» **Document text**:
%%
Santorini who? Milos might just be Greece’s chicest island escape

Milos has decided it’s done being the shy Cycladic cousin and has gone full main-character mode. Suddenly it’s everywhere: on your Instagram feed, in your friend’s “I’m thinking of going to Greece” WhatsApp message, and splashed across glossy travel magazines that say things like “Milos is the island of the moment” in the same tone they once used for açai bowls and Aperol spritz.

Honestly, the hype is well-deserved. Milos is what happens when someone takes Santorini, removes the cruise ship crowds, adds beaches that actually look like beaches and sprinkles in volcanic cliffs and lunar landscapes. It’s cinematic yet somehow still chilled; an island that feels both discovered and delightfully unbothered.

Which brings me to Golden Milos Beach House, a hotel happily surfing the island’s new cool-kid status without trying to reinvent the wheel. No gimmicks, no €30 cocktails. Just a genuinely good-looking, freshly polished hotel that knows its real selling points: a knockout location and a beach so golden it seems like someone went wild with the saturation slider.

Where?

(Golden Milos Beach House)

Provatas Beach might just be the island’s most immediately “wow” setting and Golden Milos Beach House sits right on it. Bonus points for the fact that, unlike many Greek beaches, there are no dramatic cliffs to descend or awkward scrambles down dusty paths. It’s also blissfully close to civilisation: the port of Adamas is a breezy 15-minute drive away, and the airport is even closer. You get that “edge of the world” serenity without an actual odyssey to reach it, which my legs and suitcase both appreciated.
%%
» **Entries supplied**:
%%
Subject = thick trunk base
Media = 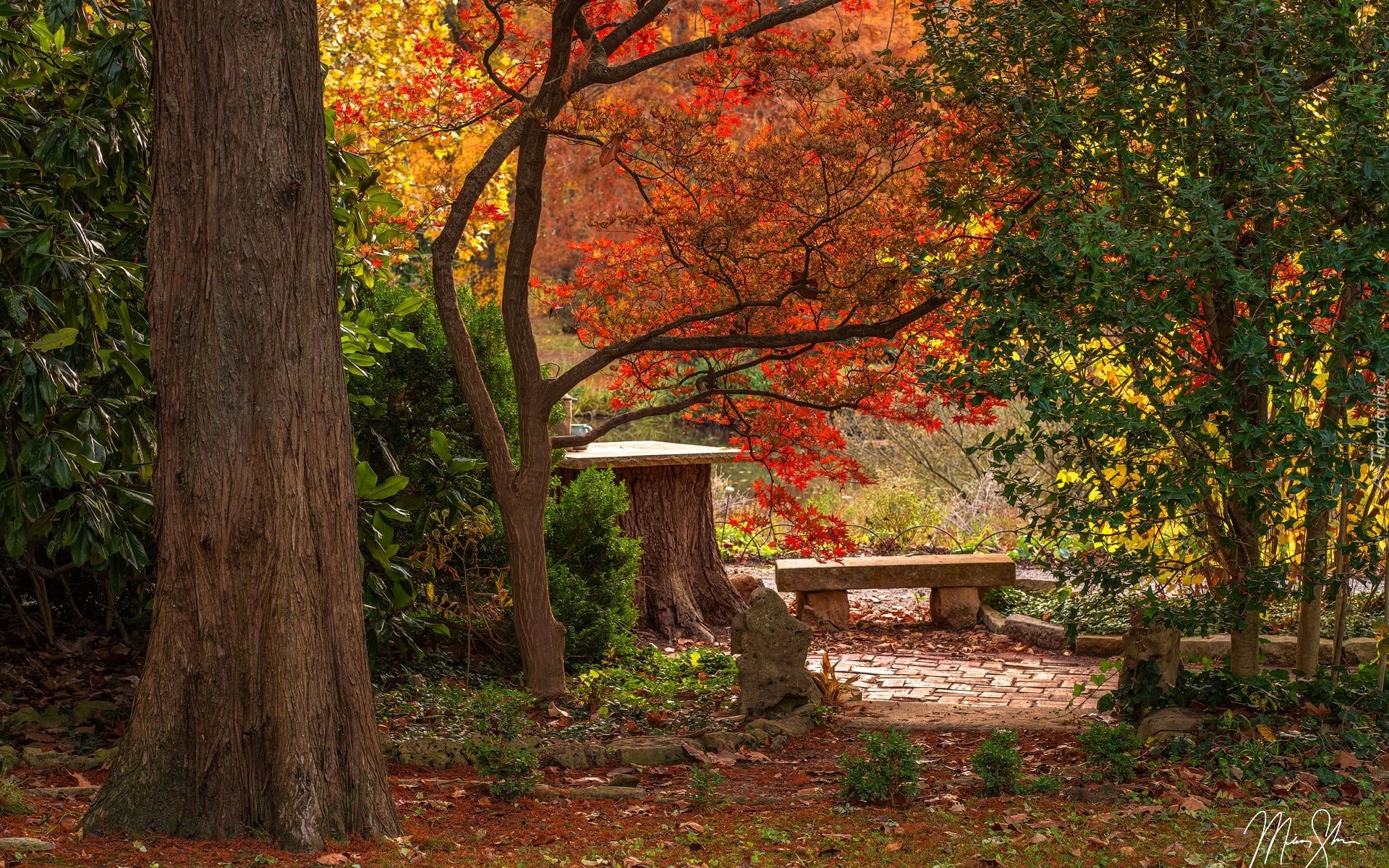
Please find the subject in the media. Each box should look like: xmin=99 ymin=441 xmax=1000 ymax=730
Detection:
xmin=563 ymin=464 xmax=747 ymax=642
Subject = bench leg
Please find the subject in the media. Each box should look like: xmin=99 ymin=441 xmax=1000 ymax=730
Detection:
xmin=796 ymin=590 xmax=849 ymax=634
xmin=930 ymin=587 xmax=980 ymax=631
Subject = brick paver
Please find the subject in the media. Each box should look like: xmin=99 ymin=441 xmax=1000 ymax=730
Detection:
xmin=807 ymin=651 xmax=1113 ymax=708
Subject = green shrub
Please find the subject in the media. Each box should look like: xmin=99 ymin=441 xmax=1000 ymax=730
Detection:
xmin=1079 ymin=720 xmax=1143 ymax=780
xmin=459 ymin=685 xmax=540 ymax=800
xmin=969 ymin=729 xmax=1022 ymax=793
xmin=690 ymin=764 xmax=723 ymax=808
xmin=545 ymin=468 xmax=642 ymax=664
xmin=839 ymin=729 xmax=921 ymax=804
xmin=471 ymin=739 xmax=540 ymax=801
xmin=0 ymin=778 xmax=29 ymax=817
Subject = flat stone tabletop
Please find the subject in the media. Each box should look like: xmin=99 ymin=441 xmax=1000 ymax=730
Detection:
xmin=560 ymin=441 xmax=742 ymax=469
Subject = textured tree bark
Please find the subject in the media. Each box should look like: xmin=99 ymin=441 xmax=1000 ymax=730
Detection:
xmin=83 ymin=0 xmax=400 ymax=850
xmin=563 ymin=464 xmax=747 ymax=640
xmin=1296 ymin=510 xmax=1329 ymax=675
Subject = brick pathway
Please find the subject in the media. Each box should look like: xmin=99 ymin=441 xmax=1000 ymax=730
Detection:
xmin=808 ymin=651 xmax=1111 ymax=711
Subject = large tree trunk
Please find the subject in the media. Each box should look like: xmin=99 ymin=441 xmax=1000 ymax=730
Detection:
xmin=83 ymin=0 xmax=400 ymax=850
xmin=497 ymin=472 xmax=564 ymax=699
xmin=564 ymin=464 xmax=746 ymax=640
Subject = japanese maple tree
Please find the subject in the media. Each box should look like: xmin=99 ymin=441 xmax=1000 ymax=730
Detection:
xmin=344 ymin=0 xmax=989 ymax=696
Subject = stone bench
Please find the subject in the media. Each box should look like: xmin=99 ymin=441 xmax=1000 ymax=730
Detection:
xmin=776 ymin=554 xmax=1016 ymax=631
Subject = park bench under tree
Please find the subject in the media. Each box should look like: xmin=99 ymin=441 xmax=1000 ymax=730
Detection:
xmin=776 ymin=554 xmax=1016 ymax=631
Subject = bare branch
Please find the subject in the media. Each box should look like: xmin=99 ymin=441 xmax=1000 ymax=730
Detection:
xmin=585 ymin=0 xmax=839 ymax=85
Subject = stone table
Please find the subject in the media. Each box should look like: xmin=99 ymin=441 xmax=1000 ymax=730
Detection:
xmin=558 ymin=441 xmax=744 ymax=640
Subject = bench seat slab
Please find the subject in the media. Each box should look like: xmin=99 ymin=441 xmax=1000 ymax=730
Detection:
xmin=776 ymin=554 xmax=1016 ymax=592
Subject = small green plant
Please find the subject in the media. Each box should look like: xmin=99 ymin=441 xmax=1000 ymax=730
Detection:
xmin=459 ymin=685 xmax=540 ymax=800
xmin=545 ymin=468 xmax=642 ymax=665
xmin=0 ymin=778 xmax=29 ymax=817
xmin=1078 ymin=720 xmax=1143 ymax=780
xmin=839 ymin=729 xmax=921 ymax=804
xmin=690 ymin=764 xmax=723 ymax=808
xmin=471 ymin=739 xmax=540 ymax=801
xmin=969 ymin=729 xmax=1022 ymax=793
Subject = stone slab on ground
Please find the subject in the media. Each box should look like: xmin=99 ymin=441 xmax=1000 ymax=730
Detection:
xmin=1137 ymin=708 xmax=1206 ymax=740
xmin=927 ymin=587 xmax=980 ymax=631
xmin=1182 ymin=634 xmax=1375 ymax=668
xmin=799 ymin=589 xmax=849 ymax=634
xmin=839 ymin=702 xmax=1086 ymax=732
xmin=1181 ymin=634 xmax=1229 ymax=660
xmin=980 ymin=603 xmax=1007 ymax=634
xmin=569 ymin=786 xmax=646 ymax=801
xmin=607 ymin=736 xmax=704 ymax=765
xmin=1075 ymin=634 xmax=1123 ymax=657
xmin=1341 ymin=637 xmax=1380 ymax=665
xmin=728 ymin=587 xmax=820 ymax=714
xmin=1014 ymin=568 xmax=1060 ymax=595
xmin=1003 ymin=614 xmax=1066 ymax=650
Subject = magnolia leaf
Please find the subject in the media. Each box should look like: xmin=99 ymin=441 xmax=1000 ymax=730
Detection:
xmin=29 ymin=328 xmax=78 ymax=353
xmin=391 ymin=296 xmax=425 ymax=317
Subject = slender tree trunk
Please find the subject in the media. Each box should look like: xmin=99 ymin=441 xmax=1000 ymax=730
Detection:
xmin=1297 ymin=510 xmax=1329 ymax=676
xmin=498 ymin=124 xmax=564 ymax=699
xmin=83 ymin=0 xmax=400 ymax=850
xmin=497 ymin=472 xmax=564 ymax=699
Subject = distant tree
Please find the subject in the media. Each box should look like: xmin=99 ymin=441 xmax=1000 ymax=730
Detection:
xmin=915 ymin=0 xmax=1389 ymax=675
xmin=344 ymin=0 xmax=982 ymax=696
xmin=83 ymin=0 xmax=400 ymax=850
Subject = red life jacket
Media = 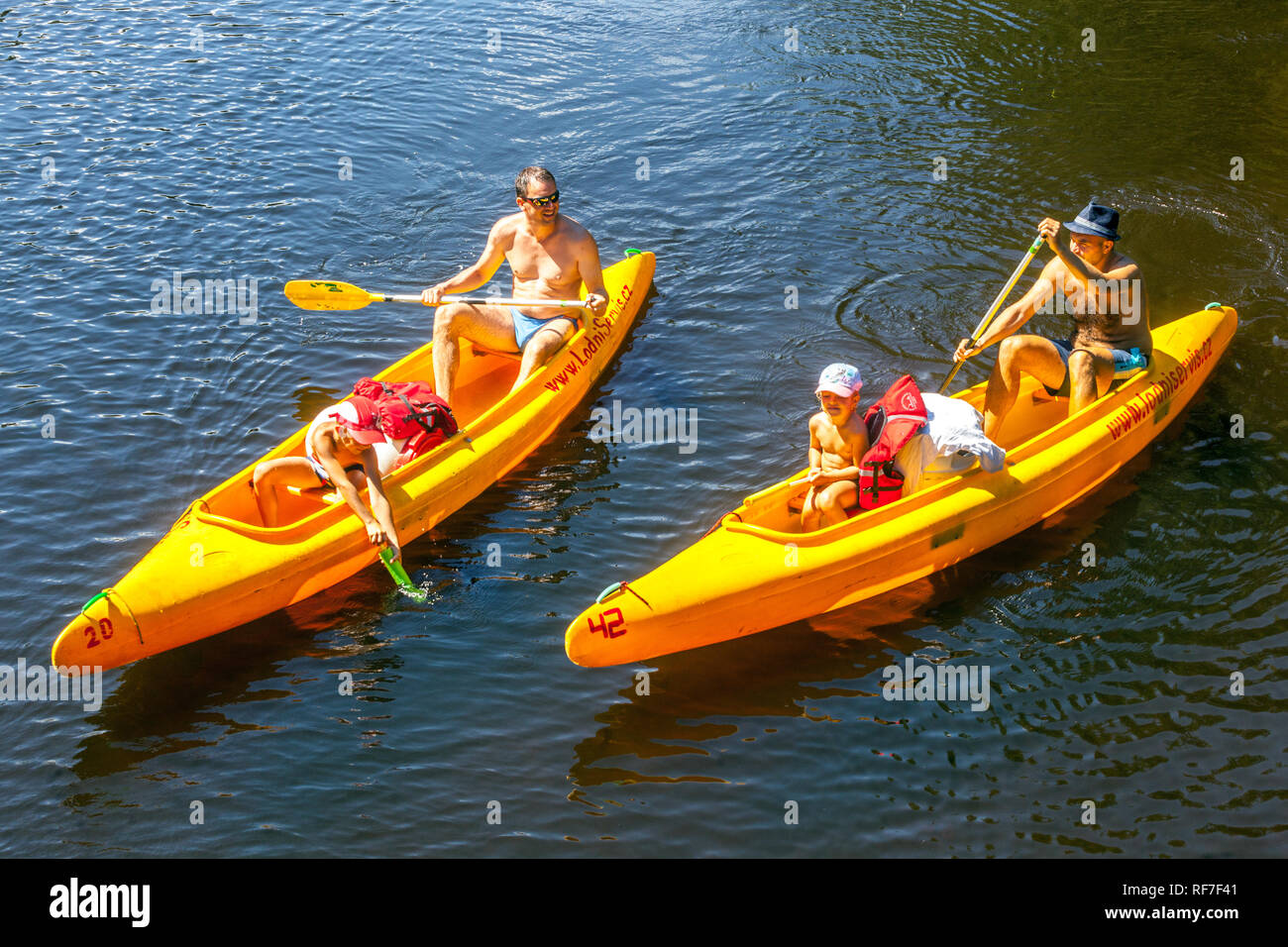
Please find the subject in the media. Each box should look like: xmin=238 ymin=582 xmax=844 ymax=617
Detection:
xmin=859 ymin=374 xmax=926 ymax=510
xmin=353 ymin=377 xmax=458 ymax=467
%%
» **What this exercise asks**:
1) Decide whether each statement agrees with the Milos hotel article, answering yes or no and quoting the words of the article that settle it. (a) The port of Adamas is about a 15-minute drive from Golden Milos Beach House. (b) Getting down to Provatas Beach means descending steep cliffs. (c) The airport is farther from the hotel than the port is.
2) Carry on the Milos hotel article from its final sentence, keeping the same voice.

» **Solved problems**:
1)
(a) Yes: "the port of Adamas is a breezy 15-minute drive away"
(b) No: "there are no dramatic cliffs to descend or awkward scrambles down dusty paths"
(c) No: "the airport is even closer"

2)
The hotel is slightly remote, though, so a car or quad is non-negotiable if you want to see more than your sunbed. And you should, because Firiplaka and Tsigrado, two of Milos’s superstar beaches, are within easy reach. Not that we rushed. On day one we made big, ambitious plans to explore. By day two those plans were sitting in the glove compartment while we rotated lazily between sea and pool like well-hydrated seals.

Facilities

(Golden Milos Beach House)

For a relatively small hotel, Golden Milos Beach House is impressively stacked. There are three pools — one main pool with a wooden deck and loungers, an upper pool that feels like a retreat within a retreat, and a smaller plunge-style option that’s perfect when you just need to reset your core temperature before another iced coffee.

And then there’s the beach. The Salty Goat Beach Club manages the organised section, with neat rows of sunbeds and umbrellas and service right to your lounger. I became deeply committed to this lifestyle: iced coffees in the morning, spritzes in the afternoon, fresh fruit when I remembered I should probably eat something that wasn’t liquid.

There’s also a Wellness Garden where they do yoga at sunrise and sunset, plus massages and treatments in billowy cabanas that look like they were designed specifically for Instagram. On certain nights they do silent-disco parties on the beach and open-air cinema screenings. True to Milos form, there are no malls, no designer boutiques and no thumping nightclubs. Thank God.

Extracurricular

(Golden Milos Beach House)

You can spend your entire time rotating between bed, pool and beach and I fully support that lifestyle choice but Milos rewards a bit of exploration. From Provatas, you’re close to some of the island’s most theatrical beaches: Firiplaka with its red-and-white cliffs, Tsigrado with its slightly chaotic rope-and-ladder descent and the old sulphur mines for a dose of weird lunar history. And then, of course, there’s Sarakiniko, the island’s iconic moon beach. It is, quite frankly, unlike any beach I’ve ever been to — a chalk-white, otherworldly landscape that looks more like a movie set than the real world.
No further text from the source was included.